[Exercise brief] Could you continue the news piece below on Onehouse's vector embeddings generator, picking up right after its last sentence?

[Text]
------------------------------

Onehouse launches vector embeddings generator

Data lake startup Onehouse is launching a vector embeddings generator to automate pipelines as part of its managed ETL cloud service.

Onehouse provides a fully managed data lakehouse designed to be universal – ingesting data at terabyte scale in minutes from any source and supporting all query engines and standards such as Iceberg and Hudi. Its products include LakeView, a free data lakehouse observability tool for the OSS community, and Table Optimizer, which automates data lakehouse table optimizations. Vector embeddings are symbolic representations of multiple aspects of text, audio, image, and video data that can be searched to find similar groups of vectors – enabling, for example, the location of images of a particular product or the generation of text in AI applications such as large language models (LLMs).

Its ELT service automates embeddings pipelines – continuously delivering data from streams, databases, and files on cloud storage to foundation models from OpenAI, Voyage AI, and others. The models then return the embeddings to Onehouse, which stores them in highly optimized tables on the user’s data lakehouse.

Vinoth Chandar, Onehouse
Vinoth Chandar

Vinoth Chandar, founder and CEO of Onehouse, stated: “AI is going to be only as good as the data fed to it, so managing data for AI is going to be a key aspect of data platforms going forward.”

------------------------------

[Material excerpted from a collection]
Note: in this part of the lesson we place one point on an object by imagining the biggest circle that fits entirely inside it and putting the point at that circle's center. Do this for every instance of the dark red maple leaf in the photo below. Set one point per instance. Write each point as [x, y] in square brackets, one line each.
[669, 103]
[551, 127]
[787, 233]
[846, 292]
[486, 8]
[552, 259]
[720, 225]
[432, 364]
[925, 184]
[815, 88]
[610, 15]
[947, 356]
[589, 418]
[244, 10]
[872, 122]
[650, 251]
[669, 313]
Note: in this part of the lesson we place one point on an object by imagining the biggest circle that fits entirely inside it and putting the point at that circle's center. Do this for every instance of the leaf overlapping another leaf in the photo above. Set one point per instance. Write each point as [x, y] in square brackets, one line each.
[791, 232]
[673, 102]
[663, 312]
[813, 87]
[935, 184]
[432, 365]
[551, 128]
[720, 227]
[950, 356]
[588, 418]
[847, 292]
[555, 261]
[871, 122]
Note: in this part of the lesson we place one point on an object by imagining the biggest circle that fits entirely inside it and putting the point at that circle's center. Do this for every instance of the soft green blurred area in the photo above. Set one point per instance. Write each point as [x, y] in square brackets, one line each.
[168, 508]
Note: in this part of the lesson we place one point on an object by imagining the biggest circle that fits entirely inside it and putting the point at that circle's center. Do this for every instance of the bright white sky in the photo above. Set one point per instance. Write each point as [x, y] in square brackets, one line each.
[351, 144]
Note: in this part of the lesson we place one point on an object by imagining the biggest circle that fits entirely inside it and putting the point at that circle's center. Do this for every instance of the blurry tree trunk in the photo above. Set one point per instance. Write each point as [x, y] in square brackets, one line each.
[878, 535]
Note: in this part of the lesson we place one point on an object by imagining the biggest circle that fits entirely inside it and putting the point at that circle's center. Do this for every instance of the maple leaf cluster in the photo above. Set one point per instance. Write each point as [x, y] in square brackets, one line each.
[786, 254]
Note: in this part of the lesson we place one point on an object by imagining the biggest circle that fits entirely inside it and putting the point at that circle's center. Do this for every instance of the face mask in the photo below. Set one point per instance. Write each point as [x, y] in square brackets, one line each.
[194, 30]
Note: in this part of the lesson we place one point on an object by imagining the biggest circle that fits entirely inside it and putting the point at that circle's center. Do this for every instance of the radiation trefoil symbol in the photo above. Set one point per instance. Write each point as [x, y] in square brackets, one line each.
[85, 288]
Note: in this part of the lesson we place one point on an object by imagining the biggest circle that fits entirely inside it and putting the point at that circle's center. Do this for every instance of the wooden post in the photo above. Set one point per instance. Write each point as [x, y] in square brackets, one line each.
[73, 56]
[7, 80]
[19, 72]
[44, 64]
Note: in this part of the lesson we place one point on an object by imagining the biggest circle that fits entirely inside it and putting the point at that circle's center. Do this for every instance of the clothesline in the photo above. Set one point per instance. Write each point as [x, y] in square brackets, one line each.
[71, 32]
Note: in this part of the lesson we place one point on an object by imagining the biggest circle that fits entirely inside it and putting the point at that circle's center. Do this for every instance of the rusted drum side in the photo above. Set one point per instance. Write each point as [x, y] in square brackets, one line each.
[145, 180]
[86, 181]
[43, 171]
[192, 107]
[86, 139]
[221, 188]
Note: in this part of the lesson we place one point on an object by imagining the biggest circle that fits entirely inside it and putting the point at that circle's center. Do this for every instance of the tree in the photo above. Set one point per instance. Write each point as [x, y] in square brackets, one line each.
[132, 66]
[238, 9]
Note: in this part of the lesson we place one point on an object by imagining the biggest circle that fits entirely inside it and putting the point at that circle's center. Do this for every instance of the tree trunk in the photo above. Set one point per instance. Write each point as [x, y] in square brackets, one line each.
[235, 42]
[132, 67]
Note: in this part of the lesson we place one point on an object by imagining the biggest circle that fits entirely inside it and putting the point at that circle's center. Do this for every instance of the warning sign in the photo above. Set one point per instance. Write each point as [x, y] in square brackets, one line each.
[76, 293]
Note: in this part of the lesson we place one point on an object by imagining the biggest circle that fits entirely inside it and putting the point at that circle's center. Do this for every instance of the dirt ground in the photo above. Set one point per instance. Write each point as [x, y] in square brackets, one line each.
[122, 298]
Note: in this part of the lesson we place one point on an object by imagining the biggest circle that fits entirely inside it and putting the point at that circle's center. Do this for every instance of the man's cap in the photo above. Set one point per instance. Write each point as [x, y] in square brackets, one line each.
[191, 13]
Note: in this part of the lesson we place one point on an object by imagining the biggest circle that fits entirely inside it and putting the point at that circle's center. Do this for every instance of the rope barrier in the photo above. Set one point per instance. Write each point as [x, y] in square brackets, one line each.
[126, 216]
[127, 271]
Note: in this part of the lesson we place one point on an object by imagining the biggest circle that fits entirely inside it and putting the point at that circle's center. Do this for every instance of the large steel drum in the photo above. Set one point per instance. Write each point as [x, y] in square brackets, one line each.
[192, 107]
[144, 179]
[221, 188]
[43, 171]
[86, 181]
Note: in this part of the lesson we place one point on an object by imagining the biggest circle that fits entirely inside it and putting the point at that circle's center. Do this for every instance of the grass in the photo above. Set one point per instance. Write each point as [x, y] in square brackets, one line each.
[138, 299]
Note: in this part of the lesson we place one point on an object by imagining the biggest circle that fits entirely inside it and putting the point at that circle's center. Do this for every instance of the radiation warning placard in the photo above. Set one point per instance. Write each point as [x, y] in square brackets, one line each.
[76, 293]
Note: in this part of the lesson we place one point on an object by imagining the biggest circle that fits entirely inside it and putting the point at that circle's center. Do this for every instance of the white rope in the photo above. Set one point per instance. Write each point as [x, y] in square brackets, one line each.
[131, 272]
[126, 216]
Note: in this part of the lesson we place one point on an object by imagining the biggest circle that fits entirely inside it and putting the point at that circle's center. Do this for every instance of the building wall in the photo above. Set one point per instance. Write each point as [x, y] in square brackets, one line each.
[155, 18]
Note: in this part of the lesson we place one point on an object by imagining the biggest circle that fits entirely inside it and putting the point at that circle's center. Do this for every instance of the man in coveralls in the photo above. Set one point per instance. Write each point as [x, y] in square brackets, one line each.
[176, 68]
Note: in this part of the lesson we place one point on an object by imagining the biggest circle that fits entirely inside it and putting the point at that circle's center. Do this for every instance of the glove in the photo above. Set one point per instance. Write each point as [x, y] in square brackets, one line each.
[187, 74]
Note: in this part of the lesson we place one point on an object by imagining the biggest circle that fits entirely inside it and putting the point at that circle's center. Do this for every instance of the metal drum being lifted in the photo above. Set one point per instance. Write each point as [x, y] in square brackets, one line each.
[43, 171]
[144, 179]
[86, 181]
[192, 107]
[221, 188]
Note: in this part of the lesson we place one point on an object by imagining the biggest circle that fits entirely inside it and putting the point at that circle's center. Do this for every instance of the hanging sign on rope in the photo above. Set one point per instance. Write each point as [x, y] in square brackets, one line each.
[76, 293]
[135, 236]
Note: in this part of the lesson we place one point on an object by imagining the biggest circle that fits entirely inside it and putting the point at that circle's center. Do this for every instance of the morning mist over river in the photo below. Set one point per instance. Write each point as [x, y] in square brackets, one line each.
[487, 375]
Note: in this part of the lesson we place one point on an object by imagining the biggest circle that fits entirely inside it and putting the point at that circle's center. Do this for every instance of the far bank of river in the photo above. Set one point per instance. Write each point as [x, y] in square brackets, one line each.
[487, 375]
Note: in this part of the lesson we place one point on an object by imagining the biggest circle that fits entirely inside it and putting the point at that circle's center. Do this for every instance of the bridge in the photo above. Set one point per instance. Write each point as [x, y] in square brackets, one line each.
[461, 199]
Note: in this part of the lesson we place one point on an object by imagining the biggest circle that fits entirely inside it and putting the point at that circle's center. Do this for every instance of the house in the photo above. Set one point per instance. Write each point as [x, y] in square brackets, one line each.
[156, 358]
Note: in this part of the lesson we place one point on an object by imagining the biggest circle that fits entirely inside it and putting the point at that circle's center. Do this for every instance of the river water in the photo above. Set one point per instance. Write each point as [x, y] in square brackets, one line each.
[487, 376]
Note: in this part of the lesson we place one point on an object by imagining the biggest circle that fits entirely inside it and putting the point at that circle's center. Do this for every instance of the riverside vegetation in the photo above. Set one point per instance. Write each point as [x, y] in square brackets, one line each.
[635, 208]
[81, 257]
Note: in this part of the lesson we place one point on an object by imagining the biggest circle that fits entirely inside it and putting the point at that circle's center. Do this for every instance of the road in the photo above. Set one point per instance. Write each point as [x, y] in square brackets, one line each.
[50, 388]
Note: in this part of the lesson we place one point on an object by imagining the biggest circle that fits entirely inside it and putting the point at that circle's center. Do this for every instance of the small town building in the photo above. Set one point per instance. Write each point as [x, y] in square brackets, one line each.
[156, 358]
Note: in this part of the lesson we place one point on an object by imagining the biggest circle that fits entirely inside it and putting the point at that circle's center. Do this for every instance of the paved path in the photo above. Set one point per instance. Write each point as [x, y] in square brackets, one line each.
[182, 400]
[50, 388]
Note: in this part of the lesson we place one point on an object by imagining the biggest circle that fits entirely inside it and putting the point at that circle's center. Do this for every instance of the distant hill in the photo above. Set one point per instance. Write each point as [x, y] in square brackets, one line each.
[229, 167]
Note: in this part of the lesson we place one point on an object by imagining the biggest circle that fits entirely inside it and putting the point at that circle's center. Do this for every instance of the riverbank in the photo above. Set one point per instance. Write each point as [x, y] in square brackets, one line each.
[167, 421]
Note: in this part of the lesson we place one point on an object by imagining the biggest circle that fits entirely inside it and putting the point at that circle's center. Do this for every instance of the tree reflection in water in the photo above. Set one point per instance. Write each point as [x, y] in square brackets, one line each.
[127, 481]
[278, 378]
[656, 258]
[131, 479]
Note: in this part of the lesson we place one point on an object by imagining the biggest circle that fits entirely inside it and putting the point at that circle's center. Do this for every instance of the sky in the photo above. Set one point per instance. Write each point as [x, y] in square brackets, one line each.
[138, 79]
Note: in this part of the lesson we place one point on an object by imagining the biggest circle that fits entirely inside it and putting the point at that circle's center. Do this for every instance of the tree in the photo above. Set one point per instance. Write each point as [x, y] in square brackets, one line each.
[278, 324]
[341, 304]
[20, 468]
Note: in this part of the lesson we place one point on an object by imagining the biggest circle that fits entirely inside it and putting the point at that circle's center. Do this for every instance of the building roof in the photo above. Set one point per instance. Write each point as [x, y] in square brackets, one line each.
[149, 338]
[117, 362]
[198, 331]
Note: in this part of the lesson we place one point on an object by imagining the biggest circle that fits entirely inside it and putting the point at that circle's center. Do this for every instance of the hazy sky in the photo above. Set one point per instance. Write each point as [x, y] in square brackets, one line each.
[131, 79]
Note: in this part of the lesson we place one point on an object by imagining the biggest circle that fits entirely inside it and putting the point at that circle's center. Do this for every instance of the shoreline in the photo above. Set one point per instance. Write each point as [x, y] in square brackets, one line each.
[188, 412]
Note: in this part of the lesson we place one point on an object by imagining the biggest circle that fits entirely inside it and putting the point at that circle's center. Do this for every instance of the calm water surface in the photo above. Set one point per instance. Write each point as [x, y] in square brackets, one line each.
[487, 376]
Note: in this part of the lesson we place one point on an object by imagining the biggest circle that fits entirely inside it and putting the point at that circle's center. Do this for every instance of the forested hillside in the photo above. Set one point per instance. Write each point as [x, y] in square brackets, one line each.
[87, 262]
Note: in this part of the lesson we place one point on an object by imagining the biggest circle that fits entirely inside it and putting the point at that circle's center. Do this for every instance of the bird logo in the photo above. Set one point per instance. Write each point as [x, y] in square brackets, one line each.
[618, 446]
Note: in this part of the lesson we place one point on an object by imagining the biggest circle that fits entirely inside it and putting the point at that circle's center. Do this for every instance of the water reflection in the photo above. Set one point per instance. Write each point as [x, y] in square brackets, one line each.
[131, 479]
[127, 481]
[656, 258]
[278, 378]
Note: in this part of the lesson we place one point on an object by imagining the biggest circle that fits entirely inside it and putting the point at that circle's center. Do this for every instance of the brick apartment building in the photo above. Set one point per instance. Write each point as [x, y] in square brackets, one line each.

------------------------------

[Solved exercise]
Chandar is PMC chair of the Apache Hudi open source transactional data lake framework building project, with processes for ingesting, managing, and querying large volumes of data. He led the creation of Apache Hudi while at Uber in 2016.

He said: “Hudi’s powerful incremental processing capabilities also extend to the creation and management of vector embeddings across massive volumes of data. It provides both the open source community and Onehouse customers with significant competitive advantages, such as continuously updating vectors with changing data while reducing the costs of embedding generation and vector database loading.”

Onehouse believes the data lakehouse – with its open data formats on top of scalable, inexpensive cloud storage – is becoming the natural platform of choice for centralizing and managing the vast amounts of data used by AI models. Users are able to choose what data and embeddings need to be moved to downstream vector databases.

Onehouse graphic
Onehouse graphic

By adding a vector embeddings generator, Onehouse claims its customers can streamline their vector embeddings pipelines to store embeddings directly on the lakehouse. This provides all of the lakehouse’s capabilities around update management, late-arriving data, concurrency control and more, while scaling to the data volumes needed to power large-scale AI applications.

Onehouse integrates with vector databases, such as Pinecone and Zilliz, to enable high-scale, low-latency serving of vectors for real-time use cases. The data lakehouse stores all of an organization’s vector embeddings and serves vectors in batch, while hot vectors are moved dynamically to the vector database for real-time serving. This architecture provides scale, cost, and performance advantages for building AI applications such as LLMs and intelligent search.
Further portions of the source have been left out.